*RECORDS TO USE*.
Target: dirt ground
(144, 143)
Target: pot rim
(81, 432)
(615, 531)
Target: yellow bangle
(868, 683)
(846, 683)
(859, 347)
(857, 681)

*ACTIVITY*.
Reproduce all the data precisely, word for word.

*EXERCISE RESPONSE*.
Target: dirt ground
(144, 143)
Target: pot rim
(81, 432)
(615, 531)
Target: yellow bangle
(868, 683)
(846, 683)
(859, 347)
(857, 681)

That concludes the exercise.